Reproduce each of the following rows verbatim, without altering a single character.
▼
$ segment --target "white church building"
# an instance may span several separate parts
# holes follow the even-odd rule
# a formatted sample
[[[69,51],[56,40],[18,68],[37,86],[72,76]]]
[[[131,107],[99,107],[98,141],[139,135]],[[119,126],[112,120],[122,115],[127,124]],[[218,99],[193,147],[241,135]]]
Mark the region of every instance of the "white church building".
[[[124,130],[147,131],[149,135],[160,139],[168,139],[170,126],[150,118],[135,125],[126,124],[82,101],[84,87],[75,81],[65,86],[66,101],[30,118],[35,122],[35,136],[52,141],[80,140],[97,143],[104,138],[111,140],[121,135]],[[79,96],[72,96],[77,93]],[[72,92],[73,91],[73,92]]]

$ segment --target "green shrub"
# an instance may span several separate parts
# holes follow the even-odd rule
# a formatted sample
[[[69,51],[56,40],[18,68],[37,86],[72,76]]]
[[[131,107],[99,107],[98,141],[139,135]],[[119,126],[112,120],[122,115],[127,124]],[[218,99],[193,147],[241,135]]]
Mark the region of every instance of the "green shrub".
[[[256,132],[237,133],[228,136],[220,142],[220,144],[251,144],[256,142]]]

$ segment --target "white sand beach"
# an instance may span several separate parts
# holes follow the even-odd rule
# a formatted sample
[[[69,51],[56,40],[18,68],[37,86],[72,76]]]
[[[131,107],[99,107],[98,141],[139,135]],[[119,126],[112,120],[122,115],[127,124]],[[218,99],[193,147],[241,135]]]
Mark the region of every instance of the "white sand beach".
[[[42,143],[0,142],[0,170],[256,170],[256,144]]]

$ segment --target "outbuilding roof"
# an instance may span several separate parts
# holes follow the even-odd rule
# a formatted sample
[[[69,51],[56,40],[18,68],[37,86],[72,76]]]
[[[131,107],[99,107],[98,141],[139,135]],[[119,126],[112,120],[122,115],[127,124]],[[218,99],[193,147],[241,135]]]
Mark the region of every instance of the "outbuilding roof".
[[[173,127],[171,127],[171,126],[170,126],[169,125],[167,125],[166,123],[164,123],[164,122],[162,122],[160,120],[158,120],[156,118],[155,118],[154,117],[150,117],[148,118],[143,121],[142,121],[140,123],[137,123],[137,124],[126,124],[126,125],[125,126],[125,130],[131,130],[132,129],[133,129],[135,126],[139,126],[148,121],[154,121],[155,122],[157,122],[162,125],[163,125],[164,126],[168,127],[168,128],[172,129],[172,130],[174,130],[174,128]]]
▲
CORRECT OUTPUT>
$ segment --target "white church building"
# an instance may span several separate parts
# holes follow the even-odd rule
# a formatted sample
[[[69,51],[56,40],[18,68],[37,86],[72,76]]]
[[[131,107],[99,107],[98,141],[139,135]],[[119,126],[112,120],[122,115],[127,124]],[[218,99],[193,147],[241,135]]]
Mark the region of every instance of the "white church building".
[[[124,130],[147,131],[149,135],[160,139],[168,139],[170,126],[150,118],[135,125],[126,124],[82,101],[84,87],[75,81],[65,86],[66,101],[30,118],[35,122],[35,136],[52,141],[80,140],[97,143],[104,138],[111,140],[121,135]],[[79,96],[72,96],[77,93]],[[72,92],[73,91],[73,92]]]

$ segment --target "green shrub"
# an instance may span several separate parts
# holes follow the even-odd rule
# a formatted sample
[[[69,51],[56,40],[18,68],[37,86],[72,76]]]
[[[131,107],[99,107],[98,141],[139,135]],[[119,126],[112,120],[122,115],[127,124]],[[218,99],[193,147],[241,135]]]
Mark the region of every instance of the "green shrub".
[[[256,132],[237,133],[228,136],[220,142],[220,144],[251,144],[256,142]]]

$ segment --target "white sand beach"
# an instance may span several separate parts
# holes follow the even-odd rule
# a formatted sample
[[[69,51],[56,40],[18,68],[37,86],[72,76]]]
[[[131,107],[99,107],[98,141],[139,135]],[[119,126],[112,120],[122,115],[127,124]],[[218,99],[193,147],[241,135]]]
Mark the region of every instance of the "white sand beach".
[[[42,143],[0,142],[0,170],[256,170],[256,144]]]

$ segment --target "outbuilding roof"
# an instance may span several separate parts
# holes follow the even-odd rule
# a formatted sample
[[[69,51],[56,40],[18,68],[37,86],[72,76]]]
[[[131,107],[99,107],[98,141],[139,135]],[[119,126],[112,120],[122,115],[127,124]],[[218,99],[193,147],[241,135]]]
Mark the region of every instance of the "outbuilding roof".
[[[173,127],[171,127],[171,126],[170,126],[169,125],[167,125],[166,123],[164,123],[164,122],[162,122],[160,120],[158,120],[156,118],[155,118],[154,117],[150,117],[148,118],[143,121],[142,121],[140,123],[137,123],[137,124],[126,124],[126,125],[125,126],[125,130],[131,130],[132,129],[133,129],[135,126],[139,126],[148,121],[154,121],[155,122],[157,122],[162,125],[163,125],[164,126],[168,127],[168,128],[172,129],[172,130],[174,130],[174,128]]]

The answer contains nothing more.